## BEGIN SUPPLIED RECORDS

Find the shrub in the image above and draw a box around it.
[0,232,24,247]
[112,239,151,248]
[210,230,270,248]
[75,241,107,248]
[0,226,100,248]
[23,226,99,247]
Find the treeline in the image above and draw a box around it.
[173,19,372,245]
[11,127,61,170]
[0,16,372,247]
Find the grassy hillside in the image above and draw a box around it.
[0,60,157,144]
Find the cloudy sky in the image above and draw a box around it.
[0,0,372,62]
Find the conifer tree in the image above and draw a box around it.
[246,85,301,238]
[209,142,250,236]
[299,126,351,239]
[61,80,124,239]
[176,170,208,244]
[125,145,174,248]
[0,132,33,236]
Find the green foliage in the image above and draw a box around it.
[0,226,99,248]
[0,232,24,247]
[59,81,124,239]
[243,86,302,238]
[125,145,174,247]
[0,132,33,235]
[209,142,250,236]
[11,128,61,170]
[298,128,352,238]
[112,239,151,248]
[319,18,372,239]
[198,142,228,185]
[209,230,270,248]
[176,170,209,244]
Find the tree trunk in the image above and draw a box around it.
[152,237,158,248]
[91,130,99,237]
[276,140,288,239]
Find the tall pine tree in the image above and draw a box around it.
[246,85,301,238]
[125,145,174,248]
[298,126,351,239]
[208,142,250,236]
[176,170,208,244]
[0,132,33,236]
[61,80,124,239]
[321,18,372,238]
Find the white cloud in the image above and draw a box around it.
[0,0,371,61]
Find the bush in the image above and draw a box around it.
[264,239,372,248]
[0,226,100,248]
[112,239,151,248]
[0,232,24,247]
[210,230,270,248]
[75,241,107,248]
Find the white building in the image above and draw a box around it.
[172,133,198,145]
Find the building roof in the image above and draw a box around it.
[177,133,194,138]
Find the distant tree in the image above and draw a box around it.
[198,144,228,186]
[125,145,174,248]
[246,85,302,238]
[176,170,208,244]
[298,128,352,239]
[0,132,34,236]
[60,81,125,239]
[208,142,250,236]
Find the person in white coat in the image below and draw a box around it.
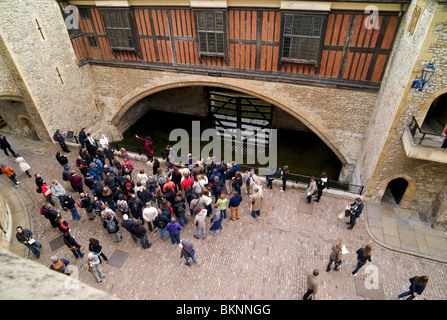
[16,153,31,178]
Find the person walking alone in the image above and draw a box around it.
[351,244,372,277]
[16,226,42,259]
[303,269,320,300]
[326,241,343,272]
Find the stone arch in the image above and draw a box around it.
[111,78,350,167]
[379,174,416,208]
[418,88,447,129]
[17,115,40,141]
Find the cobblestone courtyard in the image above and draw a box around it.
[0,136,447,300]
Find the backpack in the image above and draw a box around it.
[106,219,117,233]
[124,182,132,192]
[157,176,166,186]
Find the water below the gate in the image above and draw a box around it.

## END SUPPLIED RECORDS
## BEGIN SUPPLIED RECORDS

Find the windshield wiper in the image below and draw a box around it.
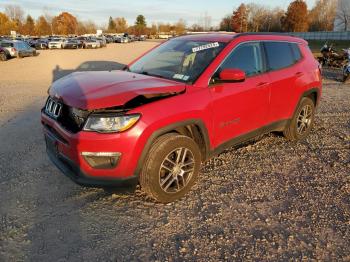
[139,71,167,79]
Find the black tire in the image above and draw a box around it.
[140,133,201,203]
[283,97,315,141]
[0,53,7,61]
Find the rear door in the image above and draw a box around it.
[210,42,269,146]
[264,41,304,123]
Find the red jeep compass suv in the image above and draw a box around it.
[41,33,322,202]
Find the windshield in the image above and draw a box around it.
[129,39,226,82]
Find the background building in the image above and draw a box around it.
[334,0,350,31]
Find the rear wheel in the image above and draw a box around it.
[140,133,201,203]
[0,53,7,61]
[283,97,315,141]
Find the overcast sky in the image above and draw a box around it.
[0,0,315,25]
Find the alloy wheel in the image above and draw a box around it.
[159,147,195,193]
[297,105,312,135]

## END SUPPLIED RECORDS
## BEGIN SUPPLIED RECORDS

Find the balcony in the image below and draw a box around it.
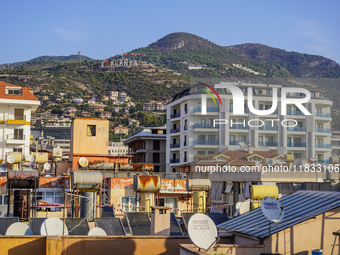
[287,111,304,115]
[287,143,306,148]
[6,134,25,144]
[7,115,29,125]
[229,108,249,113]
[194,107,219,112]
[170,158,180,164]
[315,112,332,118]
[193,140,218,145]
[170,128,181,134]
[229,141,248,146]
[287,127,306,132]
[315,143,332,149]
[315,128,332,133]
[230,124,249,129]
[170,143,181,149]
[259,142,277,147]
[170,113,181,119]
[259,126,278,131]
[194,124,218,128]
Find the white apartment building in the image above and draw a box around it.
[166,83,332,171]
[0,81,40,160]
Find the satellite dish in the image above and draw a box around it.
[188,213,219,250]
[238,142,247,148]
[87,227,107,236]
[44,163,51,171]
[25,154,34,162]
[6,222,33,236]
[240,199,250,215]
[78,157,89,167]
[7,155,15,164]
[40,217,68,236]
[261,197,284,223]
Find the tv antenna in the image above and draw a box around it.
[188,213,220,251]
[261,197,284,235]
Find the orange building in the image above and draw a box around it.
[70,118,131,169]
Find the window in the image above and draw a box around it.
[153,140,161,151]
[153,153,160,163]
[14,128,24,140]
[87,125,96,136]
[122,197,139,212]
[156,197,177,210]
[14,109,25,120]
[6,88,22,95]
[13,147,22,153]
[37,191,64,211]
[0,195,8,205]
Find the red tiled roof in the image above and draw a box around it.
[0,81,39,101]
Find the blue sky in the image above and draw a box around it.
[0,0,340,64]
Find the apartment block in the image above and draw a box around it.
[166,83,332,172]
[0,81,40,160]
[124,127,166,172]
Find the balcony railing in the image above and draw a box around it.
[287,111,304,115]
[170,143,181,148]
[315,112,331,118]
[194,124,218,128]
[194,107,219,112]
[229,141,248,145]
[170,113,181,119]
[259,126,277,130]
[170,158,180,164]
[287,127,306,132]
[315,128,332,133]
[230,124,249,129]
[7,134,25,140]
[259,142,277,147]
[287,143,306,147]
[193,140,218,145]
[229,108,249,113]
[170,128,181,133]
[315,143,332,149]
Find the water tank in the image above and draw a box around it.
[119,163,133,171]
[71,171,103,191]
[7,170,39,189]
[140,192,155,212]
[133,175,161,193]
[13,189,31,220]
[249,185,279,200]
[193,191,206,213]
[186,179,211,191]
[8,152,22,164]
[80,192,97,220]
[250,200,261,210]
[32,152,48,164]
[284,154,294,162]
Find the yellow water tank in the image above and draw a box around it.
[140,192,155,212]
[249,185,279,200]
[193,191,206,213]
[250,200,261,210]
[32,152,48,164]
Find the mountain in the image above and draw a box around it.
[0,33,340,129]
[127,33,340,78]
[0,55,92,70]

## END SUPPLIED RECORDS

> **TASK TO COMPLETE**:
Copy the records above word for word, everything from the line containing "Find the cobblestone" down to the line containing "Find the water below", both of those lines included.

> **FINISHED TASK**:
Find the cobblestone courtyard in the image above and draw a box around it.
[0,136,447,300]
Find the backpack in the image above and draw a box around it.
[106,219,117,233]
[124,182,132,192]
[157,176,166,186]
Find the water below the gate in the image above and draw a box around it.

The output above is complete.